### PROBLEM TO SOLVE
Beginning with the opening line of the entries, return every line through the one containing "Target: blue sky", both included, and nothing else. Omit pictures.

§ §

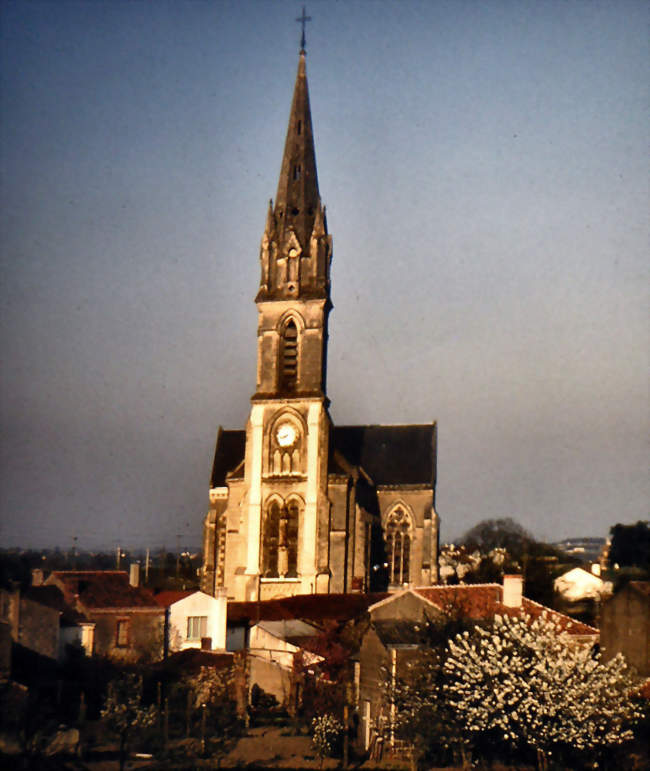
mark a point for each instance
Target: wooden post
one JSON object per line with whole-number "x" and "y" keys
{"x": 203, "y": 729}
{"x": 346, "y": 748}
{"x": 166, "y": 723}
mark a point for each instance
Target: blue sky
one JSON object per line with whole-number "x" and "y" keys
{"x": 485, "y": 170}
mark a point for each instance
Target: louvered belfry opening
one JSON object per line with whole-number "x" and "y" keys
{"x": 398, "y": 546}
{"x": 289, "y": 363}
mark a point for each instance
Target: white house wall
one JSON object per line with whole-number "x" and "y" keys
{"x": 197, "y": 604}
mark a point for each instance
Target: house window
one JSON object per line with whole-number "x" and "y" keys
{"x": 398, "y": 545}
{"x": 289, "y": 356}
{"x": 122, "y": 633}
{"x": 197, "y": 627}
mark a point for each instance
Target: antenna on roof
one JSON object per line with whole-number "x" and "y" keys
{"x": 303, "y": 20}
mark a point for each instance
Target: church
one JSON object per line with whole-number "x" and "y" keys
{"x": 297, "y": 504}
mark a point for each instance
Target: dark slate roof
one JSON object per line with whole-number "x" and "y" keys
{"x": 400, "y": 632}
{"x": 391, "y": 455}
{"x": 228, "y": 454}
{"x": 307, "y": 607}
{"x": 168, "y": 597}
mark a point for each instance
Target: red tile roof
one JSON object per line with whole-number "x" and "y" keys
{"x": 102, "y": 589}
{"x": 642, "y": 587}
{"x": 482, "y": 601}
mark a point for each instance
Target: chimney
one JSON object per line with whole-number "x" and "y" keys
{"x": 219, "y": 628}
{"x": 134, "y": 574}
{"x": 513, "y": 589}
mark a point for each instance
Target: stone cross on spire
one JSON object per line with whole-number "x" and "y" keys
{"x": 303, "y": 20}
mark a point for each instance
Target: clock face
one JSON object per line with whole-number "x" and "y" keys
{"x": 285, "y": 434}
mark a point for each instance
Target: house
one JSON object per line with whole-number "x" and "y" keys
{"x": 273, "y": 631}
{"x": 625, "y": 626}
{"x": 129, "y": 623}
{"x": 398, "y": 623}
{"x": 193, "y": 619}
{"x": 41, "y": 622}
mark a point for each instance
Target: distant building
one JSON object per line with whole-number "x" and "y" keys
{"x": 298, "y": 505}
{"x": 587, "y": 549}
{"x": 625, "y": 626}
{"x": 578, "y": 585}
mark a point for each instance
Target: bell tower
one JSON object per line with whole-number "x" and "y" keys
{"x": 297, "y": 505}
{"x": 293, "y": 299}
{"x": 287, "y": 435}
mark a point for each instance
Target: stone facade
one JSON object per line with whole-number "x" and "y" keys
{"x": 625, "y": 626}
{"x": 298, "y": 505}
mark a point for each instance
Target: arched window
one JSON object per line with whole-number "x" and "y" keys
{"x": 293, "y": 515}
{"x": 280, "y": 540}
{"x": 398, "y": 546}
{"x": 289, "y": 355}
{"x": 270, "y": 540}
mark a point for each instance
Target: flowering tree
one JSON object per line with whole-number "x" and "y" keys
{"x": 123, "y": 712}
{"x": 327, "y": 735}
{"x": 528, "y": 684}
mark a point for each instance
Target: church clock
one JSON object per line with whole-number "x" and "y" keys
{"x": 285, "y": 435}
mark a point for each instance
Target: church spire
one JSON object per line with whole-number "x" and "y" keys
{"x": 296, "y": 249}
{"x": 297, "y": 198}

§ §

### ANSWER FOR THE TASK
mark a point for each instance
Target: wooden post
one JSON object per line with whole-number "x" and "y" keys
{"x": 203, "y": 729}
{"x": 346, "y": 748}
{"x": 166, "y": 723}
mark a point for each instance
Target: blue sky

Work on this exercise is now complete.